Point-per-instance localization data:
● ● ●

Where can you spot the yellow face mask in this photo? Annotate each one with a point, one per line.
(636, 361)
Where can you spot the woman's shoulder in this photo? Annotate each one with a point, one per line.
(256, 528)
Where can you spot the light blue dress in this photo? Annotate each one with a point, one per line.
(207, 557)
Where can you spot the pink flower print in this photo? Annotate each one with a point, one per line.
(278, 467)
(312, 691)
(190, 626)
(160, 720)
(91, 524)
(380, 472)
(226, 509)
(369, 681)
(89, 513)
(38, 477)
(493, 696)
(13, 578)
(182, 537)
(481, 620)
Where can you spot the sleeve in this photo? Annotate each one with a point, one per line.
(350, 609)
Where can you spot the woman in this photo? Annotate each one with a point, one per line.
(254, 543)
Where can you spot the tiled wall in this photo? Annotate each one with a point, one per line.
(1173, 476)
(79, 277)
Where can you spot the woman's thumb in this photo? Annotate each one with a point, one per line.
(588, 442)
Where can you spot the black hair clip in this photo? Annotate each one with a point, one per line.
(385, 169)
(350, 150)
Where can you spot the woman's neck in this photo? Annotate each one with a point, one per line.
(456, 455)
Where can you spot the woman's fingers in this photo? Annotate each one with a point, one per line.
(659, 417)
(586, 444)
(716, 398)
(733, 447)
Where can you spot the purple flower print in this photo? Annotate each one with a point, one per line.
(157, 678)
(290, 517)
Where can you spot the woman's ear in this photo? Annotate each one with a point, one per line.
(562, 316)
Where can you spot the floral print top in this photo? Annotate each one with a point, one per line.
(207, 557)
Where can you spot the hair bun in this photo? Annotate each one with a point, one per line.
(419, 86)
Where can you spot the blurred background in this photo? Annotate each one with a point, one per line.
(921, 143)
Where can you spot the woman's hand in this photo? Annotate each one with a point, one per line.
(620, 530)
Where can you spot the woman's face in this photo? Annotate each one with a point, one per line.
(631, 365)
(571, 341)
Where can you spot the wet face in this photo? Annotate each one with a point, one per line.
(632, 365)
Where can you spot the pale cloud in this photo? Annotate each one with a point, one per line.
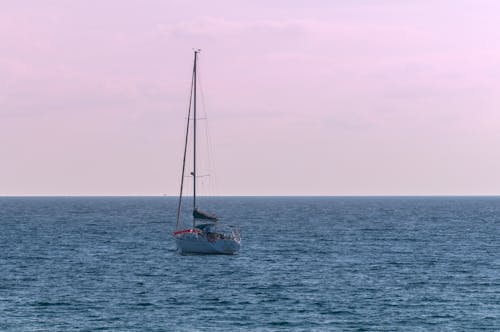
(368, 96)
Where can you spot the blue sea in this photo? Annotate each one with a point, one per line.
(306, 264)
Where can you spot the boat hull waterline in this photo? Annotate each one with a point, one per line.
(193, 243)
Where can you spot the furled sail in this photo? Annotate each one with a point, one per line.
(198, 214)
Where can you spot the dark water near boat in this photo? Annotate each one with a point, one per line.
(86, 264)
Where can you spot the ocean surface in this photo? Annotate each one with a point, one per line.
(306, 264)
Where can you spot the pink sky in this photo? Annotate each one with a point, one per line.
(303, 97)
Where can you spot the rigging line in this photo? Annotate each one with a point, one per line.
(185, 150)
(210, 154)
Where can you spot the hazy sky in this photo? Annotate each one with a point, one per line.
(335, 97)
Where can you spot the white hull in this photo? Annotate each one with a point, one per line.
(190, 243)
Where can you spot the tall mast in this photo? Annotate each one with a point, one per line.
(194, 133)
(185, 150)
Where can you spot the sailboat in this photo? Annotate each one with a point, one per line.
(207, 235)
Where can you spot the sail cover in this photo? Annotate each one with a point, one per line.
(198, 214)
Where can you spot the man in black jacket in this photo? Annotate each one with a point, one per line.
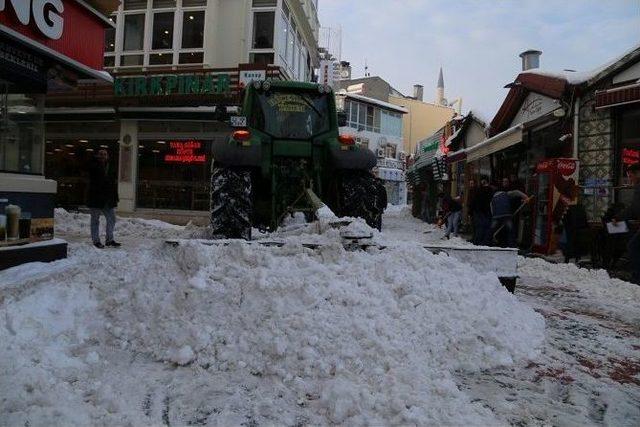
(103, 198)
(633, 212)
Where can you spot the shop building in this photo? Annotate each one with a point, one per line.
(44, 47)
(440, 164)
(178, 68)
(566, 137)
(377, 125)
(422, 119)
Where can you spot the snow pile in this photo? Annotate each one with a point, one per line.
(327, 335)
(253, 334)
(75, 223)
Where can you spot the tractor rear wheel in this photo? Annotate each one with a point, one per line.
(359, 198)
(231, 203)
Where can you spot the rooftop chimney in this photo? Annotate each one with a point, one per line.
(345, 70)
(418, 92)
(530, 59)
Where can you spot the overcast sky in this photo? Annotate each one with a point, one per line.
(477, 42)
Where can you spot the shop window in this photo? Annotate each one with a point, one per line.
(131, 60)
(135, 4)
(283, 36)
(110, 36)
(67, 160)
(192, 29)
(173, 174)
(192, 58)
(264, 3)
(21, 132)
(261, 58)
(134, 32)
(109, 61)
(161, 59)
(162, 31)
(164, 4)
(263, 30)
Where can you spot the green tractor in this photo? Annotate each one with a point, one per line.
(285, 153)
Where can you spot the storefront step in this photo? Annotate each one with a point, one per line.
(200, 218)
(45, 251)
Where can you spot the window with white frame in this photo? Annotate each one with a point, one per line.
(156, 32)
(263, 33)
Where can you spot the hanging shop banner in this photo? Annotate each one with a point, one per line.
(170, 84)
(185, 152)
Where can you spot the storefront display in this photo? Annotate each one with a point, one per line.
(173, 175)
(44, 46)
(556, 188)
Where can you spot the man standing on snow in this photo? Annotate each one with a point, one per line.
(452, 208)
(631, 213)
(480, 210)
(103, 198)
(502, 214)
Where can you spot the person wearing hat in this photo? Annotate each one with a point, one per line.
(103, 198)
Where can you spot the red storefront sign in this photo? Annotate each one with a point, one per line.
(82, 31)
(185, 152)
(630, 156)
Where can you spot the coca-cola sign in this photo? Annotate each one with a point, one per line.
(46, 14)
(566, 167)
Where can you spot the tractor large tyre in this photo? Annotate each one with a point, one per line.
(359, 199)
(231, 203)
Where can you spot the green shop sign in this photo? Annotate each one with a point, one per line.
(169, 84)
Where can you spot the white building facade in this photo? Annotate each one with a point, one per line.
(377, 125)
(178, 67)
(152, 34)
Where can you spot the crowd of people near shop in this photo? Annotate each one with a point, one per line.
(490, 215)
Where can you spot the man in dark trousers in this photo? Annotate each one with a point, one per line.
(480, 210)
(502, 213)
(631, 213)
(103, 198)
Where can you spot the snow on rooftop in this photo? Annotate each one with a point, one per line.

● ● ●

* Task directions: Set down all entries above again, exactly, without images.

* Answer to the exercise:
Where can you spot the yellow face mask in this photo? Annotate each one with a point, one per line.
(636, 361)
Where can you spot the woman's shoulder in this photo? Annotate each one with a point, one per line.
(256, 528)
Where can you spot the light blue dress in this photo? Annotate each one with a point, one per line.
(207, 557)
Where can you spot the pink flower print in this photo? Annotate each one with a point, one per line.
(278, 467)
(312, 691)
(190, 626)
(160, 720)
(91, 524)
(380, 472)
(226, 509)
(369, 681)
(89, 513)
(38, 477)
(493, 696)
(13, 578)
(182, 537)
(481, 620)
Where can you spot the sleeve in this photo? Annotate each one with a point, one per line.
(350, 609)
Where can you spot the woman in this photo? Annotate each one with a point, one per line.
(254, 543)
Where can you spot the tiled wall in this photo? Annotate each one with a point, one per line.
(1173, 476)
(79, 277)
Where can you spot the woman's thumb in this photo? Annotate each one with a point, one per line.
(588, 442)
Where can you spot the black hair clip in this photo? Annotate each one with a point, one per line.
(385, 169)
(350, 150)
Where can you spot the woman's neck in this photo? Annotate each one with a point, one per line.
(456, 455)
Where can you spot the woman's fingers in this photo? Annotate each one with a point, one per line.
(659, 417)
(586, 444)
(716, 398)
(733, 447)
Where can you spot the purple flower print in this photo? Annotate each one with a point, one per line.
(157, 678)
(290, 517)
Where can you spot the woman's ear in this photo? Annotate each one with a point, one per line.
(562, 316)
Where can you spot the floral print top in this photo? Annotate each one with a point, one per line.
(207, 557)
Where can you spot the hair bun in this photo? Annotate each one with a point, one per line.
(419, 86)
Where can you spot the blurred background in this photo? Annotate each one with a point, one per line.
(921, 143)
Where can you spot the woman's hand in this photo? Annotate each one with a point, one per line.
(620, 530)
Where can you spot the woman's face in this photo? Annotate each one with a point, one per line.
(631, 365)
(571, 341)
Where can you spot the wet face in this photo? Annotate each one with a point, one per line.
(632, 365)
Where can you spot the pale cloud in this photo? Annotate each one with a point, one per line.
(368, 96)
Where can you spot the blue sea in this photo? Annotate each one with a point, one per line.
(306, 264)
Where can you spot the boat hull waterline in this photo? Annotate each one with a point, one per line.
(193, 243)
Where can you spot the furled sail in this photo? Annotate each one with a point, one per line.
(198, 214)
Where can you spot the dark water near boat in this photo? Annotate each one with a point, one per line.
(86, 264)
Where can you spot the ocean surface in this photo? Annotate each one with a point, one per line.
(306, 264)
Where can you spot the pink sky in this photo? Annotate each one with a point, one per line.
(303, 97)
Where can you spot the rigging line in this photo? Annotate each one with a point, one per line.
(185, 150)
(210, 154)
Where can you spot the hazy sky in this photo? Annotate each one with a point, one per line.
(335, 97)
Where can you spot the white hull in this photo? Annotate each one with a point, one per line.
(190, 243)
Where can you spot the tall mast in this photo? Annotate each one with a point, one per line.
(194, 133)
(185, 150)
Where can you spot the sailboat in this photo? Annotate each one with a point, one per line.
(207, 235)
Where can you spot the sail cover in this photo? Annotate each one with a point, one per line.
(198, 214)
Where can you spot the man in black jacket in this photo? Annotate each one with a point, one per line.
(103, 198)
(633, 212)
Where can you spot the shop building in this photo? Annotate each one with a point, one per line.
(44, 47)
(440, 164)
(178, 68)
(566, 137)
(377, 125)
(422, 119)
Where can you spot the snow pile in this photo? Annotate each one with a point, one per line.
(327, 335)
(253, 334)
(75, 223)
Where can you spot the tractor rear wheel in this photo? Annotate each one with a point, one per line.
(359, 198)
(231, 203)
Where can you spot the rooftop chimney in this photo? Annotate each one with a point, one per line.
(345, 70)
(418, 92)
(530, 59)
Where can you spot the overcast sky in this photo? Annotate each one with a point, one per line.
(477, 42)
Where can you spot the shop window in this photo? Annotate each one with a point, one per line.
(131, 60)
(135, 4)
(283, 36)
(110, 36)
(67, 160)
(192, 29)
(173, 174)
(192, 58)
(264, 3)
(21, 132)
(261, 58)
(134, 32)
(109, 61)
(161, 59)
(162, 31)
(164, 4)
(263, 30)
Where can you spot the green tractor in this photo? Annotate each one with a point, one per line.
(285, 153)
Where can you spot the storefront step in this photo? Annotate each one with a point, one per line.
(200, 218)
(45, 251)
Where can you spot the window with white frame in this photo? Annotate each one with a point, one per line.
(156, 32)
(263, 33)
Where can you spot the hanging shop banner in this photo? Annotate each one with a point, one per line.
(170, 84)
(185, 152)
Where can you spot the storefront display in this photo? Annotate each one with a point, one per line.
(173, 175)
(44, 46)
(556, 188)
Where can you spot the man standing on snow in this photo? Annotate each one with a point, one per line.
(452, 208)
(631, 213)
(480, 210)
(103, 198)
(502, 214)
Where can you spot the person wearing hat in this photo? Annotate each one with a point, one per line.
(103, 198)
Where can you spot the red storefront sign in this photo? Annotate each one with a point, one per line.
(82, 31)
(185, 152)
(630, 156)
Where can you spot the coca-cola sign in this photo? Annotate each one with a point, one per line.
(46, 14)
(566, 167)
Where can you spot the tractor large tyre in this photo? Annotate each one with a point, one per line.
(359, 199)
(231, 203)
Where can you spot the green shop sign in this photo? Annotate each one with a point, one per line.
(169, 84)
Where can you spot the white building facade in this photo? Annotate each one with a point, one per line.
(377, 125)
(178, 67)
(152, 34)
Where can you spot the crowd of people near shop in this photo? Annotate each one with a point, one per line.
(490, 215)
Where can you spot the man in dark trousers in this photo? Annotate each one with a point, one per line.
(480, 210)
(502, 213)
(631, 213)
(103, 198)
Where can you spot the snow on rooftop in this photo? Annotate each one with a point, one per line.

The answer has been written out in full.